**AIM A**
Answer these questions using the passage on water-repellent footwear uppers:
(i) By what methods are the non-woven textiles mentioned made?
(ii) What property of highly textured yarn may cause it to adsorb more water than un-texturized yarn?
(iii) What type of adhesive does the water-repellent nature of a knitted component generally preclude for attaching the upper to a sole structure?
**AIM B**
Continue the passage on water-repellent footwear uppers from the point where it stops.

**PASSAGE**
───
Although the disclosure is described in detail as it relates to a knitted component for an upper for an article of footwear, the principles described herein may be applied to any textile element to provide durable water repellant properties to a portion of an object. For example, the principles may be applied to textiles including, but not limited to, knitted textiles, woven textiles, and non-woven textiles. Knitted textiles include textiles formed by way of warp knitting, weft knitting, flat knitting, circular knitting, and other suitable knitting operations. The knit textile may have a plain knit structure, a mesh knit structure, or a rib knit structure, for example. Woven textiles include, but are not limited to, textiles formed by way of any of the numerous weave forms, such as plain weave, twill weave, satin weave, dobbin weave, jacquard weave, double weaves, and double cloth weaves, for example. Non-woven textiles include textiles made by air-laid and spun-laid methods, for example.

One property or characteristic that may be desired by wearers of footwear is resistance to incursion of water and other liquids from outside the footwear. Water can enter footwear from many places. For example, any seam might leak and allow water into the footwear. Further, water may enter through the material of construction. In particular, web materials, such as knitted, woven, and/or nonwoven fabrics, may be more porous to incursion by water then other materials such as leather or synthetic leather. In some cases, such web materials may be used to form uppers for footwear that are lightweight.

Therefore, some consumers may treat footwear having an upper comprising a web material with a water repellent or waterproof composition. Imbuing a web material with water resistance can be particularly desirable for footwear made with yarn that is highly texturized. Such highly textured yarn has a high specific surface area and may tend to adsorb more water than an un-texturized yarn unless the yarn is coated or treated with a water-repellent material.

However, this technique typically may be less than satisfactory. Such consumer-applied treatments typically are unsatisfactory as it often is difficult to apply such materials in a manner that significantly reduces water incursion. Further, application of waterproofing or water repellent compositions may tend to make the footwear uncomfortable, heavy, inflexible, and unattractive, thus defeating the purpose of using the web material.

Another way to reduce water incursion through footwear uppers having a web material is to form the upper with a water-repellent material. Water-repellent materials may complicate manufacture of the article of footwear, however, particularly at the attachment of the upper to a sole structure. Many articles of footwear, especially footwear including web materials, such as a knitted component, typically are not the sewn to the sole structure. Rather, adhesive bonding often is used to join the parts.

Footwear uppers having a component made from material that is water-repellent may, therefore, serve to reduce undesirable water incursion into the footwear. Such material can be adhered to a sole structure with a solvent-based adhesive. However, solvent-based adhesives may face governmental regulation and may require special attention in usage and handling techniques. Hence, water-based adhesives typically are used. However, the water repellent nature of a knitted component in an upper made from water-repellent yarn generally precludes use of water-based adhesives to attach the upper to a sole structure.
───
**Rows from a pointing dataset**
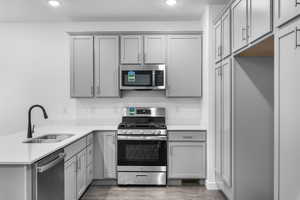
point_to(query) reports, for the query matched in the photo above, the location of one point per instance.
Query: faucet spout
(30, 130)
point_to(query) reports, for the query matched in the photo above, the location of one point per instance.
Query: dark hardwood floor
(151, 193)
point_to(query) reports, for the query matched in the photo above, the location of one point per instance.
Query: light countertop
(14, 152)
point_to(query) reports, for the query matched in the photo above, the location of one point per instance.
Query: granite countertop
(14, 152)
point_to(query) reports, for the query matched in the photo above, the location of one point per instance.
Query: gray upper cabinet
(82, 66)
(107, 66)
(184, 75)
(260, 20)
(131, 49)
(226, 34)
(154, 49)
(287, 113)
(285, 10)
(226, 132)
(240, 27)
(218, 41)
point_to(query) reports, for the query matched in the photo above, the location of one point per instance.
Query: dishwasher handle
(61, 157)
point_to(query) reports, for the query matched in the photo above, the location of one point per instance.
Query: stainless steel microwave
(138, 77)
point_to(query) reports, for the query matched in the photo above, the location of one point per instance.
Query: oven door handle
(160, 138)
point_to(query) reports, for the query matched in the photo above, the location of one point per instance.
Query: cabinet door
(260, 20)
(187, 160)
(154, 49)
(184, 74)
(239, 24)
(218, 118)
(287, 112)
(82, 66)
(107, 66)
(226, 137)
(98, 155)
(226, 35)
(70, 179)
(286, 10)
(81, 173)
(131, 49)
(218, 41)
(109, 149)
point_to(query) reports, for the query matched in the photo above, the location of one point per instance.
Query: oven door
(142, 153)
───
**FINAL RESULT A**
(i) Air-laid and spun-laid methods.
(ii) Its high specific surface area.
(iii) Water-based adhesives.

**FINAL RESULT B**
Embodiments of the knitted component for incorporating into an upper disclosed herein having a first portion formed by yarn having durable water repellent properties provides reduced water incursion as compared with a typical knitted component. The disclosed knitted component also provides a second portion made from a yarn different from the yarn having durable water repellent properties. The second portion is disposed along an edge of the knitted component and provides a portion suitable for use with water-based adhesives. Water-based adhesives include adhesives that are soluble in water or that are carried in water, such as a suspension or dispersion of adhesive in water. Thus, the knitted component may be incorporated into an upper that is water-repellent and an article of footwear wherein the upper may be adhered to a sole structure with water-based adhesive. The resultant article of footwear disclosed herein thus provides the properties and characteristics sought by the wearer, such as comfort, flexibility, lateness, an attractive appearance, and reduced water incursion, yet may be assembled with water-based adhesives.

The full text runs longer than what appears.